Quoted passage:
◇ ◇ ◇ ◇ ◇ ◇ ◇

To whom it may concern

Kubota Corporation

2-47, Shikitsu-higashi 1-chome,

Naniwa-ku, Osaka 556-8601, Japan

Contact: IR Group

Global Management Promotion Dept.

Planning & Control Headquarters

Phone: +81-6-6648-2645

Notice on Applying to Delist American Depositary Shares from New York Stock Exchange

and Terminate Registration with U.S. Securities and Exchange Commission

Please be advised that Kubota Corporation (“the Company”), at its Board of Directors’ Meeting held on June 21, 2013, resolved to apply for voluntary delisting of its American Depositary Shares (“ADSs”) from the New York Stock Exchange (the “NYSE”). In connection with the delisting, the Company intends to file for the termination of registration of its ADSs under the U.S. Securities Exchange Act of 1934, as amended (the “Exchange Act”).

 

1. Reasons for Delisting

The Company listed its ADSs on the NYSE in November 1976 mainly to promote trading of its shares, to raise the visibility of the KUBOTA brand and to facilitate raising capital in the U.S. Since then, the Company has made efforts to enhance disclosures for shareholders and investors with the goal of deepening their understanding of the Company, in addition to complying with the disclosure requirements of U.S. securities laws and regulations, providing consolidated financial statements in accordance with U.S. generally accepted accounting principles (“U.S. GAAP”), and establishing internal controls in accordance with the Sarbanes-Oxley Act of 2002. Meanwhile, the external environment has significantly changed as indicated by the increases in trading volume of Japanese stocks through stock exchanges in Japan by overseas investors due to the internationalization of the Japanese financial and capital markets, as well as the narrowing of the gap between U.S. and Japanese disclosure standards with respect to financial reporting due to a series of amendments to Japanese laws and regulations and accounting standards.

◇ ◇ ◇ ◇ ◇ ◇ ◇

Available data:
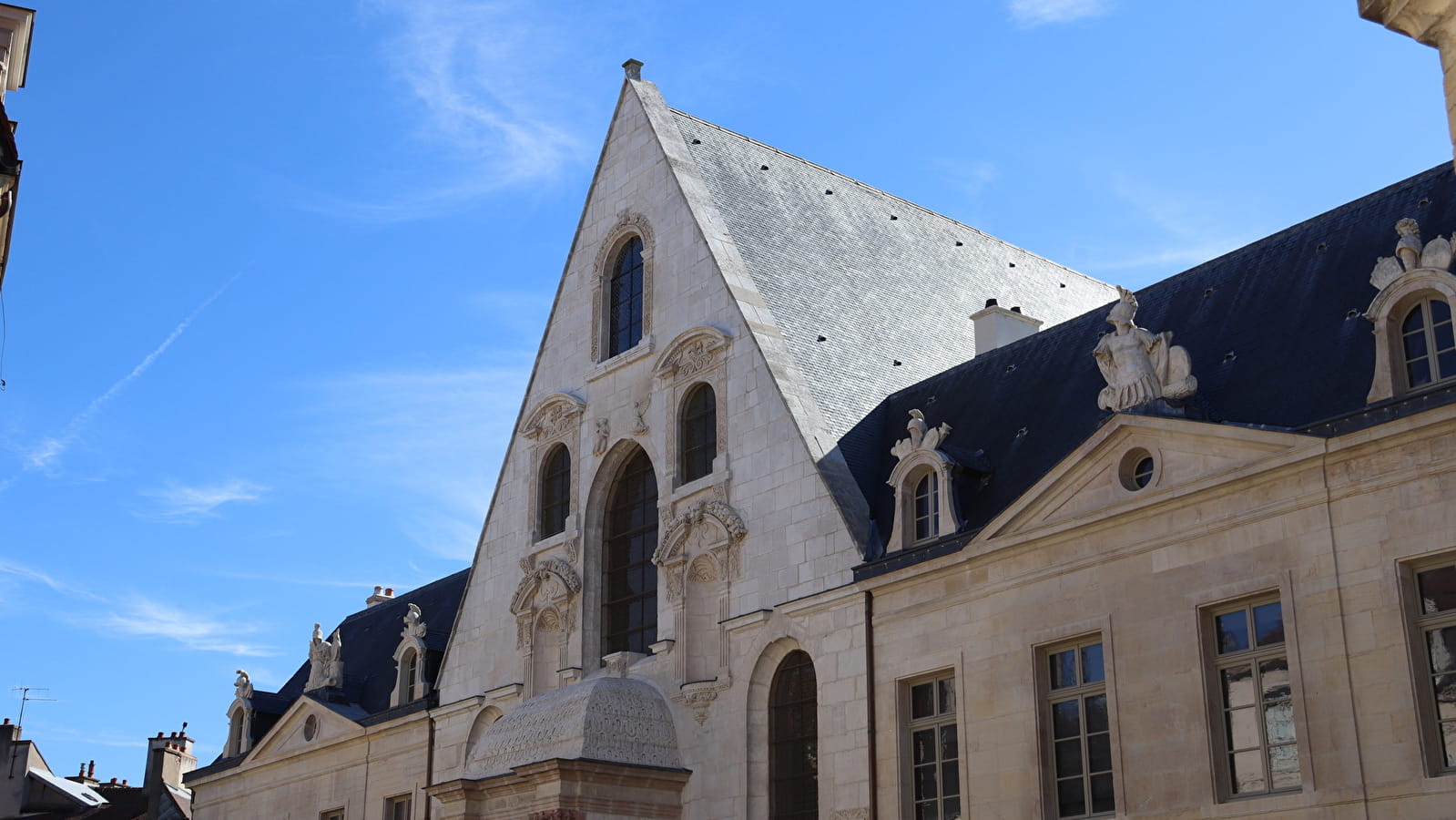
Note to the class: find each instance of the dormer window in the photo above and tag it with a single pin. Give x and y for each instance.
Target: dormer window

◇ ◇ ◇ ◇ ◇ ◇ ◇

What is asked:
Reproduce the delisting notice, beginning at the words "To whom it may" and stopping after "Management Promotion Dept.", but put "Investor Relations Group" in place of "IR Group".

Written answer:
To whom it may concern

Kubota Corporation

2-47, Shikitsu-higashi 1-chome,

Naniwa-ku, Osaka 556-8601, Japan

Contact: Investor Relations Group

Global Management Promotion Dept.